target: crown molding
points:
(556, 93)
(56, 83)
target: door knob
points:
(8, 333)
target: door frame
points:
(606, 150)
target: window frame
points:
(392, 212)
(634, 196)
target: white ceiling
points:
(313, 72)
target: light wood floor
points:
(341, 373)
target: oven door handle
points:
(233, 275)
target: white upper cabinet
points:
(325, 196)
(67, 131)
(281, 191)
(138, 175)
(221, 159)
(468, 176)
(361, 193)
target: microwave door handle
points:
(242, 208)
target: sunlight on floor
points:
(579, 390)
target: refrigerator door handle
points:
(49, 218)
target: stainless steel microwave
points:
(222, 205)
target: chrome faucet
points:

▬▬▬▬▬▬▬▬▬▬

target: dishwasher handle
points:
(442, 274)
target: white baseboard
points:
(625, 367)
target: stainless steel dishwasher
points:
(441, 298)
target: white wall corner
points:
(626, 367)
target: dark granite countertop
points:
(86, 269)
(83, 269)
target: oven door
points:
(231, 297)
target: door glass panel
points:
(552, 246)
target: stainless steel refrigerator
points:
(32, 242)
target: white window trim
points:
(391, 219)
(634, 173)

▬▬▬▬▬▬▬▬▬▬

#### Direction
Count the lines in the material above that contain the string "dishwasher", treating uppercase and lowercase as different. Give only the number.

#### Reply
2